| Problem description |
Repeat the entries exactly as they appear.

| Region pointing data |
----------

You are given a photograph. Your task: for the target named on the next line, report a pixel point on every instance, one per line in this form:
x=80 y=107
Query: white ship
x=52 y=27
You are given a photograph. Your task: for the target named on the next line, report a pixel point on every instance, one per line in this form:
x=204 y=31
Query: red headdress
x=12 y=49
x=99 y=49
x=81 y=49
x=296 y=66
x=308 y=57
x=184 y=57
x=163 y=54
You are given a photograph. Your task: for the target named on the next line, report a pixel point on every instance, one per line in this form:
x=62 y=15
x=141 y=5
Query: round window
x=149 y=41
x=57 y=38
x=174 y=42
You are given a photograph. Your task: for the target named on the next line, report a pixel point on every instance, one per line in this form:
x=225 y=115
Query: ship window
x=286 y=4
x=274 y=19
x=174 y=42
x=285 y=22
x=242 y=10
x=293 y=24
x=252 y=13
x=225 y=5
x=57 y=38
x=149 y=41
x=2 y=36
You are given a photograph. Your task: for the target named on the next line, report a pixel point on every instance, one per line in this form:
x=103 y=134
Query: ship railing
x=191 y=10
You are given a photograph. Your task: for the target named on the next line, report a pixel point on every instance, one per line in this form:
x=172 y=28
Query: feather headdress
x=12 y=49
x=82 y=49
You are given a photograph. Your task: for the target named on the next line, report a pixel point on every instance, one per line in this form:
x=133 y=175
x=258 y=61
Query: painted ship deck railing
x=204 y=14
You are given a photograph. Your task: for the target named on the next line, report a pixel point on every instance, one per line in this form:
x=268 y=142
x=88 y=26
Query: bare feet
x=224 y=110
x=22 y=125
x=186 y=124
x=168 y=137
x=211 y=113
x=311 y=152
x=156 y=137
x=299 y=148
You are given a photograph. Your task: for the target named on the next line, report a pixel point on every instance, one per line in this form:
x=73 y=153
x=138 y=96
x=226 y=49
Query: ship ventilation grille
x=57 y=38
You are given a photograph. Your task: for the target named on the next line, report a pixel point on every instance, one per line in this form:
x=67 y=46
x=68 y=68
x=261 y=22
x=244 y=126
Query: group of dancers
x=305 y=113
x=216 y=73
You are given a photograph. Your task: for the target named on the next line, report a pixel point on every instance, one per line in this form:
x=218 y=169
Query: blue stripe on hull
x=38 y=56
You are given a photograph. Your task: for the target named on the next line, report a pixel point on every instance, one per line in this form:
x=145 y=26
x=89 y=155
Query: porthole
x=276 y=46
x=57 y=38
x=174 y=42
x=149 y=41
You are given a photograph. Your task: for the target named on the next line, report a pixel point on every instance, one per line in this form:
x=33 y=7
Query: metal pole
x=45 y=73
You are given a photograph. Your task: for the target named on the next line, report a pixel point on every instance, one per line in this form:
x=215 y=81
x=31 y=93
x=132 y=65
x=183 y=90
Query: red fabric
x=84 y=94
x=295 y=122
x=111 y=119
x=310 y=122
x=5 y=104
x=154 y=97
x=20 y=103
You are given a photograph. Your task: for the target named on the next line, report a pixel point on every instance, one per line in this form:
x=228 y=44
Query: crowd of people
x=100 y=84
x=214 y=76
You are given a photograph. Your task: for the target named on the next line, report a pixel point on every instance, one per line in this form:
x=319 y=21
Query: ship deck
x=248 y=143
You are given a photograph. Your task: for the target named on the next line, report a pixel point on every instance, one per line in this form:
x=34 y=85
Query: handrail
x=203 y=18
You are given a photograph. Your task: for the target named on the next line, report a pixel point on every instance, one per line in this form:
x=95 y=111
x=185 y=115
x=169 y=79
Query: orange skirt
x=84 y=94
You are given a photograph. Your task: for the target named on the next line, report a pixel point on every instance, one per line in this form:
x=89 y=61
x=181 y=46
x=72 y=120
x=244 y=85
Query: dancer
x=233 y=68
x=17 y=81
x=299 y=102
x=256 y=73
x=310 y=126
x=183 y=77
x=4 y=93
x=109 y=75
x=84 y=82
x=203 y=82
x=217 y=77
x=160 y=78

----------

| Result of the exercise |
You are given a photograph. Your task: for the target named on the next line, report a pixel point on every instance, one per line in this form:
x=80 y=107
Query: white ship
x=52 y=27
You are given a photograph. Your task: for the target named on the next line, report a pixel point on every instance, one per line in this form:
x=204 y=31
Query: red headdress
x=12 y=49
x=99 y=49
x=81 y=49
x=296 y=66
x=308 y=57
x=184 y=57
x=163 y=54
You are given a photograph. Your task: for the target named on the next line, report a pixel point on every instance, one per line in this form:
x=62 y=15
x=141 y=5
Query: round window
x=149 y=41
x=57 y=38
x=174 y=42
You are given a photograph. Your task: for the target named on the next line, report a pixel point on every instance, one per line in this form:
x=225 y=115
Query: ship window
x=286 y=4
x=274 y=19
x=174 y=42
x=285 y=22
x=242 y=10
x=293 y=24
x=252 y=13
x=225 y=5
x=57 y=38
x=149 y=41
x=2 y=36
You are given a photograph. Your task: for the target named on the next line, report a pixel point on every instance, one per line in this form:
x=103 y=134
Query: ship railing
x=191 y=10
You are given a photograph. Your task: for the target named on the next line, report a pixel point on every instance, one per line in this form:
x=172 y=28
Query: feather headdress
x=12 y=49
x=82 y=49
You are given a photograph. Your task: for the target named on the next line, report a pixel point on every instance, one per line in this form:
x=133 y=175
x=258 y=61
Query: painted ship deck railing
x=204 y=14
You are given a photograph. Your task: for the target named on the next line, report a pixel point on every instance, one per line in this form:
x=268 y=142
x=88 y=26
Query: bare feet
x=224 y=110
x=22 y=125
x=186 y=124
x=168 y=137
x=211 y=113
x=311 y=152
x=156 y=137
x=299 y=148
You are given a photograph. Your task: for the target named on the next line, report a pixel point on every instance, one per line in this form:
x=73 y=153
x=138 y=96
x=226 y=49
Query: ship ventilation grille
x=57 y=38
You are given a photograph. Your task: for the target named on the next line, report a pixel point on every instance, one per line in this form:
x=67 y=46
x=68 y=68
x=261 y=22
x=244 y=126
Query: group of dancers
x=305 y=113
x=216 y=73
You are given a photograph. Your task: for the target named on the next line, report a pixel point on every instance, one per line in this form:
x=218 y=169
Query: blue stripe on hull
x=38 y=56
You are given a photograph. Your task: for the target named on the next line, report a pixel point on every instance, one per line in this form:
x=145 y=26
x=89 y=155
Query: porthole
x=276 y=46
x=57 y=38
x=174 y=42
x=149 y=41
You are given a photograph. Your task: for the target named on the next line, report a pixel point on every instance, one per line in this form:
x=33 y=7
Query: metal pole
x=45 y=73
You are given a photograph. Your task: for the target named on the next line, report a pixel point on every instance, one per line in this form:
x=215 y=81
x=31 y=93
x=132 y=65
x=183 y=90
Query: red fabric
x=84 y=94
x=295 y=122
x=111 y=119
x=310 y=122
x=5 y=104
x=154 y=97
x=20 y=103
You are given a photograph. Your task: for the target named on the next line, report a pixel point on every instance, one per line in this form:
x=228 y=44
Query: crowd of people
x=100 y=84
x=214 y=76
You are given a photograph. Your task: for the target named on the next line, report a pixel point on every instance, one per line in this form:
x=319 y=21
Query: ship deck
x=248 y=143
You are given a photograph. Your task: for the target named on the next line, report a pixel point on every instance, one per line in this form:
x=34 y=85
Query: handrail
x=203 y=18
You are given a photograph. Your task: for the target named on the next line, report a pixel point on every instance, one per line in this form:
x=95 y=111
x=185 y=115
x=169 y=79
Query: orange skirt
x=84 y=94
You are given a photograph. Your task: for the target named on the next line, report a pixel point on every instance, one per line in this form:
x=89 y=61
x=181 y=46
x=72 y=120
x=244 y=85
Query: dancer
x=233 y=68
x=17 y=81
x=299 y=102
x=256 y=73
x=310 y=126
x=183 y=77
x=4 y=93
x=109 y=75
x=84 y=82
x=203 y=82
x=217 y=77
x=160 y=78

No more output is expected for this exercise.